● WHAT TO DO: Output, exactly and in full, the entries that appear below.
===== EXCERPTED DATA =====
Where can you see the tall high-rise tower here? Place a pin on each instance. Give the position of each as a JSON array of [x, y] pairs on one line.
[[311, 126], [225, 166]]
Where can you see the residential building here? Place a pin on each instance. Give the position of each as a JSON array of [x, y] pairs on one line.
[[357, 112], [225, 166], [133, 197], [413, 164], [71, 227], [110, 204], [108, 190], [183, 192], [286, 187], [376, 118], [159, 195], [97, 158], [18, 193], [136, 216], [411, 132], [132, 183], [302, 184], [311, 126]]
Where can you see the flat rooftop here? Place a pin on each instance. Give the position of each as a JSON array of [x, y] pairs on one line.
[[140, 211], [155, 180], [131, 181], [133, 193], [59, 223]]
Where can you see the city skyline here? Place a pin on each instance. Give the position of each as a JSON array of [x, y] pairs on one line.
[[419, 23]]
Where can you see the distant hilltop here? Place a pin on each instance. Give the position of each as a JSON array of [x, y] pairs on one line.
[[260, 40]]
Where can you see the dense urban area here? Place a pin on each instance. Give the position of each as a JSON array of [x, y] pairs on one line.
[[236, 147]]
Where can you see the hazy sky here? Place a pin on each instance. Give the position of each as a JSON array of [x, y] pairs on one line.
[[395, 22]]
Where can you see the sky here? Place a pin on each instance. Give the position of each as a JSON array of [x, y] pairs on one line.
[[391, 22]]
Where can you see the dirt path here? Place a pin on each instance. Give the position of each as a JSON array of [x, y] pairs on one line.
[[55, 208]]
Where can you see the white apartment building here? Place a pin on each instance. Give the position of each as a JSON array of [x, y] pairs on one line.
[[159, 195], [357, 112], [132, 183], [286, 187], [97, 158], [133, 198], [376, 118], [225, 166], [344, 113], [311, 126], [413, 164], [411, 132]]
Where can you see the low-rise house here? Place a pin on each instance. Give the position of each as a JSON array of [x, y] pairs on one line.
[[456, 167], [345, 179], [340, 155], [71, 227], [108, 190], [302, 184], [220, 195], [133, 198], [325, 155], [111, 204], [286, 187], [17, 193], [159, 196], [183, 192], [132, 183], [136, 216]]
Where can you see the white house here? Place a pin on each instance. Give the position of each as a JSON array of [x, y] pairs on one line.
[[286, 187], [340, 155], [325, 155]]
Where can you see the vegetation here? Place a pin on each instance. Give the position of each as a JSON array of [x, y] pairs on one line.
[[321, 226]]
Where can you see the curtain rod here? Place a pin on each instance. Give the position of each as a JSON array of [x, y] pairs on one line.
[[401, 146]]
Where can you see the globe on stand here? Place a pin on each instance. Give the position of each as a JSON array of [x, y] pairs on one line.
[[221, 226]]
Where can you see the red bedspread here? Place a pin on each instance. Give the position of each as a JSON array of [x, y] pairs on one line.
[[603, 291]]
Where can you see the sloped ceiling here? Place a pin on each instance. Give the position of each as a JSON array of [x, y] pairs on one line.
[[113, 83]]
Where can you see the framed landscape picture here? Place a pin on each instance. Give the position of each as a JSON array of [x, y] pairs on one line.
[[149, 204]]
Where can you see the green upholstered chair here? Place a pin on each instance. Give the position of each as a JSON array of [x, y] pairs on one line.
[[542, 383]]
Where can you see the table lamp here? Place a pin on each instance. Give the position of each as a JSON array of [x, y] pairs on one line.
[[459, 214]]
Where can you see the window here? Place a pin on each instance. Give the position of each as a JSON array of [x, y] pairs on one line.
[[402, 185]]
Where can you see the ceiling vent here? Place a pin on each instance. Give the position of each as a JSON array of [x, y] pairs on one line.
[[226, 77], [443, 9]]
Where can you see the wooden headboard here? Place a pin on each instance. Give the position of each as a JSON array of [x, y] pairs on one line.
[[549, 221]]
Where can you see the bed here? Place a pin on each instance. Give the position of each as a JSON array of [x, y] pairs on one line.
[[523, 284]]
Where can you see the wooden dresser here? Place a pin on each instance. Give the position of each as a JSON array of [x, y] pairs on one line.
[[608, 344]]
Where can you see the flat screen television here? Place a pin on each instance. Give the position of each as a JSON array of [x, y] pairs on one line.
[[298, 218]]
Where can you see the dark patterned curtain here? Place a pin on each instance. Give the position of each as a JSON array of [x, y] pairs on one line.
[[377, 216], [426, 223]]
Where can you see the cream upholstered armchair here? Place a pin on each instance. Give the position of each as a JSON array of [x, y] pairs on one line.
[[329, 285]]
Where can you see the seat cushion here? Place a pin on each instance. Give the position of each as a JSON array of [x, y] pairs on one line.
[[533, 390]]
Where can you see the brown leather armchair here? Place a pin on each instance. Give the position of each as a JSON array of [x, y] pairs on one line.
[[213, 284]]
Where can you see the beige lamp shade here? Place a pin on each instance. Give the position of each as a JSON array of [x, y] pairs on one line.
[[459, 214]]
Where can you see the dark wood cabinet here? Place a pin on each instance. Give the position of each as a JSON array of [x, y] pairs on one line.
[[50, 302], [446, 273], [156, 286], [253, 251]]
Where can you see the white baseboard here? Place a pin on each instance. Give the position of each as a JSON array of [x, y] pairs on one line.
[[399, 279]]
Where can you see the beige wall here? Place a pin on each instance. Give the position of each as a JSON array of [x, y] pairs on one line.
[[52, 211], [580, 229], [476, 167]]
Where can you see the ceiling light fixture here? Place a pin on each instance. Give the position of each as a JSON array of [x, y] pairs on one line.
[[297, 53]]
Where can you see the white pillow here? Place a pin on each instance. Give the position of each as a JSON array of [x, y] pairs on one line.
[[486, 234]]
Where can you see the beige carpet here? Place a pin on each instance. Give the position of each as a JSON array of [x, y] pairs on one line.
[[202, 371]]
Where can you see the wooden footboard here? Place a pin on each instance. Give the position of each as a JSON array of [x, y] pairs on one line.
=====
● OUTPUT FOR THIS EXERCISE:
Where can you see the tall high-rise tower here? Place a pin on each instance. Give the position of each as a JSON array of [x, y] pairs on one line.
[[311, 126], [225, 166]]
Where can you see the residential building here? Place a pin on each instance. Give the position of each as a JSON array of [x, y] pairs on one line.
[[357, 112], [225, 166], [133, 197], [413, 164], [71, 227], [110, 204], [108, 190], [183, 192], [286, 187], [376, 118], [159, 195], [97, 158], [18, 193], [136, 216], [411, 132], [132, 183], [302, 184], [311, 126]]
Where can you see the flat rooftop here? Place a pin on each instance. Give the position of each as a JSON array of [x, y] pairs on one line.
[[140, 211], [155, 180], [131, 181], [133, 193], [59, 223]]
Where can you see the city skyline here? Place a pin on each instance. Give the position of each as a JSON array of [x, y] pairs on one line.
[[419, 23]]
Where can you see the distant hilltop here? Place a pin on each instance. Give the position of each as a JSON array of [x, y] pairs on one line.
[[260, 40]]
Where can you see the dense urban area here? Place a pin on each instance. Give the position of each as a JSON array of [x, y] pairs on one line.
[[236, 147]]
Where can you see the hazy sky here? Place a pin on each instance. Give the position of each as a JSON array of [x, y] pairs on one line.
[[395, 22]]
Where can you see the sky here? Place a pin on each instance. Give the position of each as a JSON array of [x, y] pairs on one line.
[[391, 22]]
Where can you see the dirt path here? Place a pin on each instance. Give the position of each as a JSON array of [x, y] pairs on one line.
[[55, 208]]
Where can you see the white apartment building here? Place a pin on each instance. Give the position of each as a JSON array of [x, y] pairs on one line.
[[159, 195], [357, 112], [132, 183], [286, 187], [97, 158], [133, 198], [376, 118], [225, 166], [344, 113], [311, 126], [413, 164], [411, 132]]
Where can you see the low-rise house here? Place a pin on each instance. Give the position of each as a JSON array of [x, y] pairs on one line.
[[456, 167], [345, 179], [340, 155], [71, 227], [108, 190], [302, 184], [220, 195], [133, 198], [325, 155], [111, 204], [286, 187], [17, 193], [159, 196], [183, 192], [132, 183], [136, 216]]
Where can you see the white house here? Place a pin on each instance. Give the position of each as a JSON array of [x, y] pairs on one line.
[[286, 187], [340, 155], [325, 155]]
Where can you see the vegetation here? Place a pin on each instance. Give the position of each as a JSON array of [x, y] pairs on one line.
[[321, 226]]
Where can you see the curtain rod here? Place a pin on each instance. Give the position of each as a JSON array of [x, y] pairs on one line.
[[401, 146]]
Where can you see the globe on stand here? Place a pin on each instance. Give the position of each as a JSON array of [x, y] pairs on one line.
[[221, 226]]
Where can you see the red bedspread here? Place a pin on each instance. Give the position of each as a JSON array of [x, y] pairs on one line.
[[603, 291]]
Where can you see the sloped ceiling here? Place a pin on each instance. Give the position of each as a JSON array of [x, y] pairs on one line.
[[113, 83]]
Where can you see the framed landscape picture here? Place a pin on each instance. Give the position of each as a JSON array of [x, y] pairs on one line.
[[149, 204]]
Where can you see the green upholstered chair here? Place a pin on each instance. Give the position of each as a JSON array of [x, y] pairs on one line.
[[542, 383]]
Where can you see the table lamp here? Place a pin on each instance. Give the position of each as a JSON array of [x, y] pairs on one line.
[[459, 214]]
Where can you see the window here? Place a pin on each instance. Give the position of each as a JSON array of [x, y] pairs on one line.
[[402, 185]]
Where can you see the ceiling vent here? Place a pin on each instance. Give the position of each as a JSON array of [x, y] pairs on one line.
[[226, 77], [443, 9]]
Where can you see the wooden headboard here? Place a pin on each instance. Give the position of each as a JSON array of [x, y] pairs on one line.
[[549, 221]]
Where can you see the bed here? Place a pin on each instance. Give the position of each as a JSON array of [x, y] pairs on one line.
[[523, 284]]
Where can you see the wooden dresser here? Place a pin on each instance. Give the position of each as a JSON array of [x, y] pairs on one line.
[[608, 344]]
Where can you see the flat screen television here? Place a pin on each instance. Give the position of each as a JSON array of [x, y] pairs on one line.
[[298, 218]]
Where can you see the dark patterned curtain here? Place a pin on each instance. Give the position of each as a JSON array of [x, y] pairs on one line.
[[377, 216], [426, 223]]
Where can you see the cream upholstered armchair here? Place a pin on each instance. Give the position of each as a JSON array of [x, y] pairs on one line.
[[329, 285]]
Where can you see the seat cushion here? Place a pin on each instance. Give the position of each as a JSON array of [x, y] pairs on one line.
[[533, 390]]
Where can you see the brown leather armchair here? Place a pin on each instance. Give the position of each as a JSON array of [x, y] pairs on one line.
[[213, 284]]
Where can you see the beige lamp shade here? Place a pin on each instance. Give the position of each as a JSON array of [x, y] pairs on one line.
[[459, 214]]
Where can you see the dark wood cabinet here? Place a pin on each instance. Give the position of each as a JSON array of [x, y] pairs on one line.
[[50, 302], [446, 273], [156, 286], [253, 251]]
Where can you see the white baseboard here? Place a pin on each instance. Give the position of each as a JSON array of [x, y] pairs on one line.
[[399, 279]]
Where can you see the beige wall here? Place a pin on each instance. Give the position of each as a JSON array of [x, y] pairs on one line.
[[52, 211], [580, 229], [476, 167]]
Where can you see the ceiling light fixture here? Place a pin on each instance. Give the position of each as a JSON array of [x, y] pairs on one line.
[[297, 53]]
Where can you see the white pillow here? Place a pin on each instance. Give the position of each as a JSON array of [x, y] pairs on one line.
[[486, 234]]
Where can you see the beige carpet here? Place a pin on each instance. Give the position of each as a JSON array of [x, y] pairs on one line.
[[202, 371]]
Where can you see the wooden footboard here? Place a pin on each instance. Give the position of each as a JSON array of [x, y] pairs on one line.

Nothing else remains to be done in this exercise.